Tasks to complete
- A) Answer these questions using the excerpt on substrings, one answer per line and marked the same way:
(i) In the example, which substring of `prepbytes` is given?
(ii) What is printed if no matching string is found after all iterations?
(iii) Up to which element of `A` are the elements checked?
- B) For each statement, say whether the excerpt on substrings supports it. Answer yes or no and quote the words that decide it.
(i) A string `B` that is longer than `A` can still be a substring of `A`.
(ii) Once a match is found, `YES` is printed and the process ends.
(iii) To check whether two strings are the same, their elements are compared all at once rather than one by one.
- C) In the excerpt on substrings, write out the stretch from "1) To check" through "are the same." again, substituting "position" for "index".

Substring: A substring of a string is part of the string. For example, `prep` exists in `prepbytes`, so `prep` is a substring of `prepbytes`.

1) To check if two strings are the same or not, we check their respective elements one by one if all elements are the same at the corresponding index, they both are the same.
2) If `B`‘s length is greater than `A`‘s length, it can’t be it’s substring, as a substring is a part of the string. `B`‘s length always will be smaller than `A`‘s length.
3) We iterate over each element of `A` and then check if string starting from current element to (CurrentIndex + len(B))th element is same as our substring or not. If not we move to the next element else print `YES` and finish the process. If no such string is found after all iterations, we print `NO`.
4) Note: We check all elements only up to (len(A) – len(B))th element of `A`, as string starting from this element to last element of string `A` will always be shorter than our string `B`. So that way `B` can never be those strings.

Record excerpts

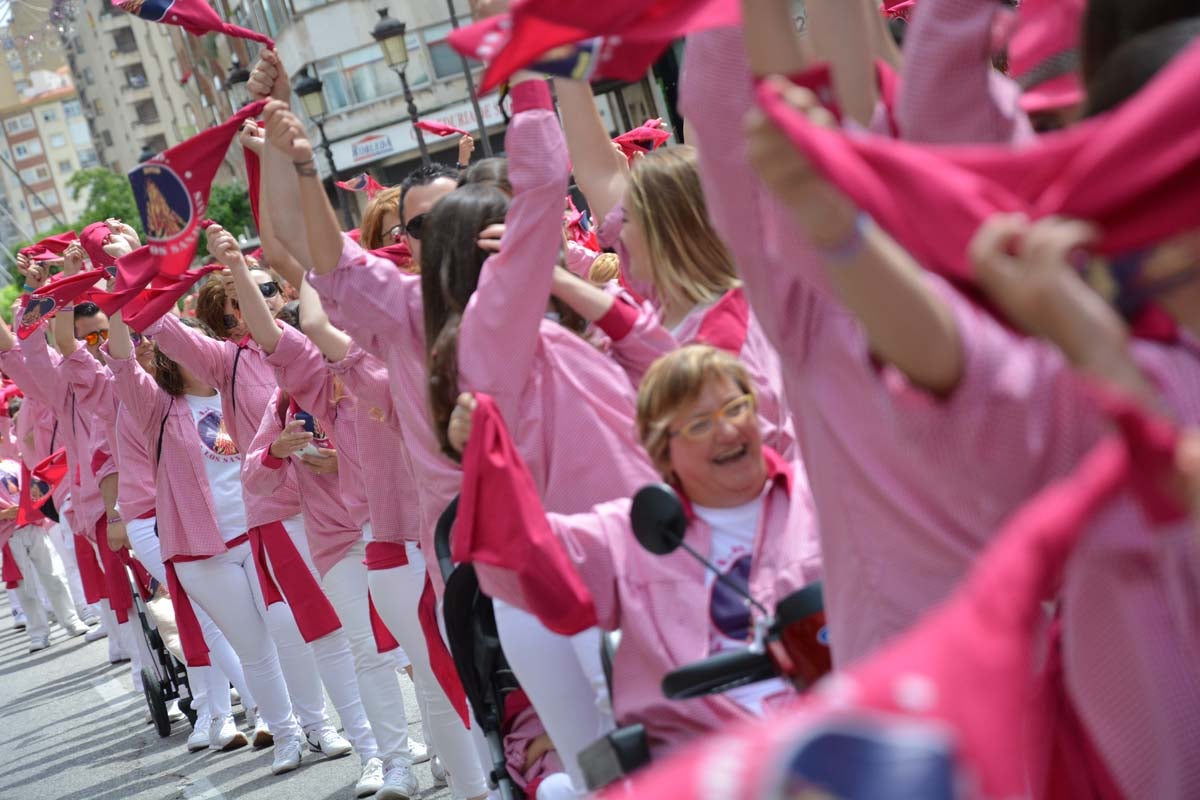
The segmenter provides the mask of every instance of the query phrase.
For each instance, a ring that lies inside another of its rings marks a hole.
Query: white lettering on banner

--

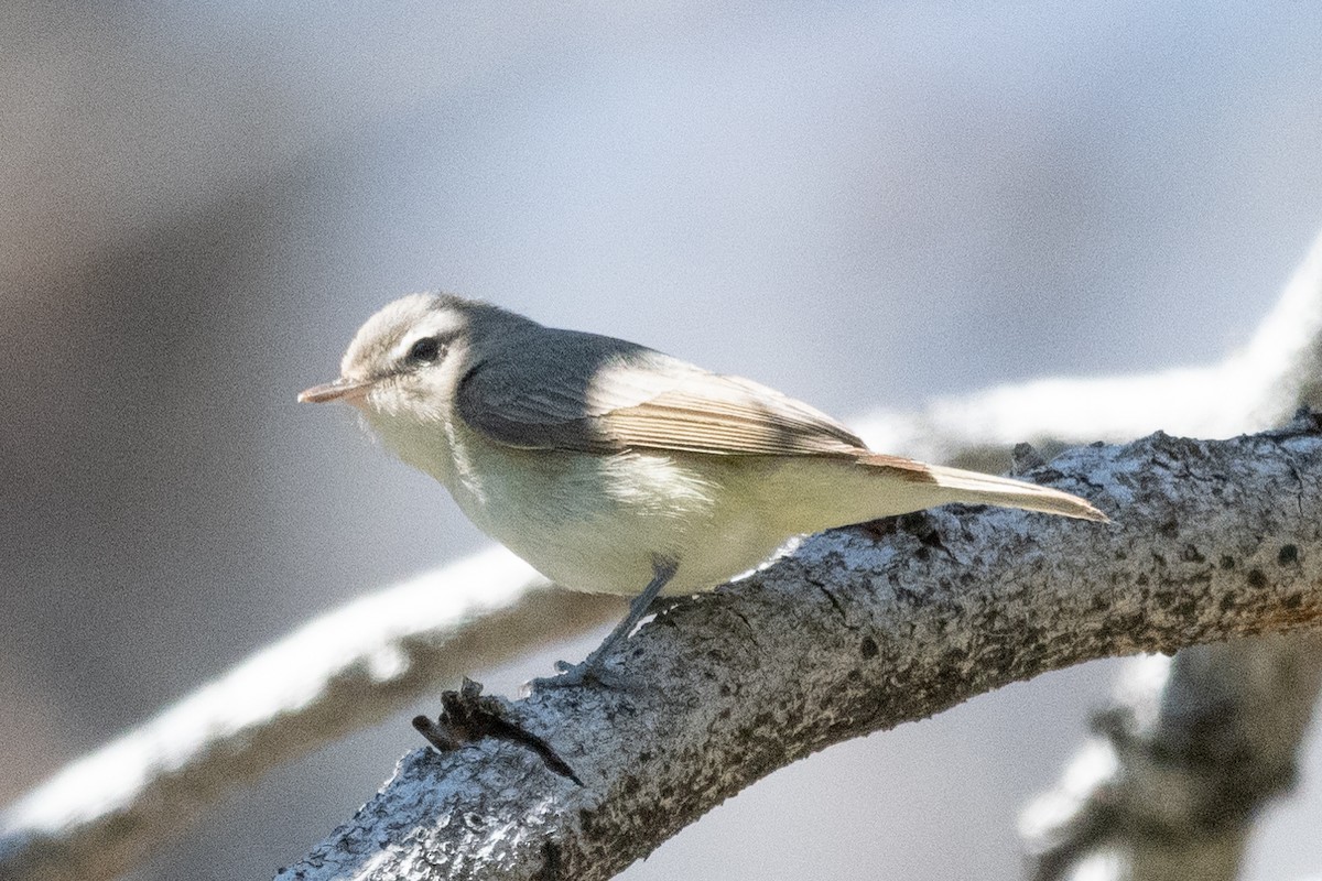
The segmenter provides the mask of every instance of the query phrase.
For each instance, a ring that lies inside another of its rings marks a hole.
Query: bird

Expected answers
- A)
(i) `prep`
(ii) `NO`
(iii) Up to the (len(A) – len(B))th element of `A`.

- B)
(i) No: "If `B`‘s length is greater than `A`‘s length, it can’t be it’s substring"
(ii) Yes: "If not we move to the next element else print `YES` and finish the process."
(iii) No: "we check their respective elements one by one"

- C)
1) To check if two strings are the same or not, we check their respective elements one by one if all elements are the same at the corresponding position, they both are the same.